The company also recently corresponded with an insurance company through which KSL has directors and officers liability coverage that Miller-Allen knew nothing about, the trustee said. “She did not know who paid the bankruptcy filing fees or whether anyone else was making any payments for the Debtors’ bankruptcy expenses,” the Trustee asserted. “She did not know why $365,000 were not transferred into KSL’s debtor-in-possession bank account at the commencement of the case, but instead remained in the accounts of a bank that had been a client of KSL.”

Also troubling, said the Trustee, was the fact that Miller-Allen believes she is supposed to be reporting to KSL founder Kal Liebowitz, who supposedly has no role administering the case. To the extent that he does would pose a huge conflict of interest, the Trustee argued, noting that “there is evidence that KSL may have multiple claims against Liebowitz, for the promissory note of $2.8 million and the use of company funds to pay his personal legal expenses, such as payments to his divorce attorney.”

> _Supplied data_
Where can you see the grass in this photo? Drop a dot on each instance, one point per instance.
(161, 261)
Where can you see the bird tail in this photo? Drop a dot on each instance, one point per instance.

> _Required tasks_
A: Translate this sentence from the text about the KSL bankruptcy case into Spanish: “She did not know who paid the bankruptcy filing fees or whether anyone else was making any payments for the Debtors’ bankruptcy expenses,” the Trustee asserted.
B: Based on the text about the KSL bankruptcy case, do these statements agree with it? Answer yes or no for each, quoting the words that decide it.
(i) The $365,000 was moved into KSL's debtor-in-possession bank account when the case began.
(ii) Miller-Allen believes she should be reporting to Kal Liebowitz.
(iii) Liebowitz is supposed to have a role in administering the case.

> _Answers_
A: «No sabía quién pagó las tasas de presentación de la quiebra ni si alguien más estaba efectuando pagos para los gastos de quiebra de los Deudores», afirmó el síndico.

B:
(i) No: "She did not know why $365,000 were not transferred into KSL’s debtor-in-possession bank account at the commencement of the case"
(ii) Yes: "Miller-Allen believes she is supposed to be reporting to KSL founder Kal Liebowitz"
(iii) No: "who supposedly has no role administering the case"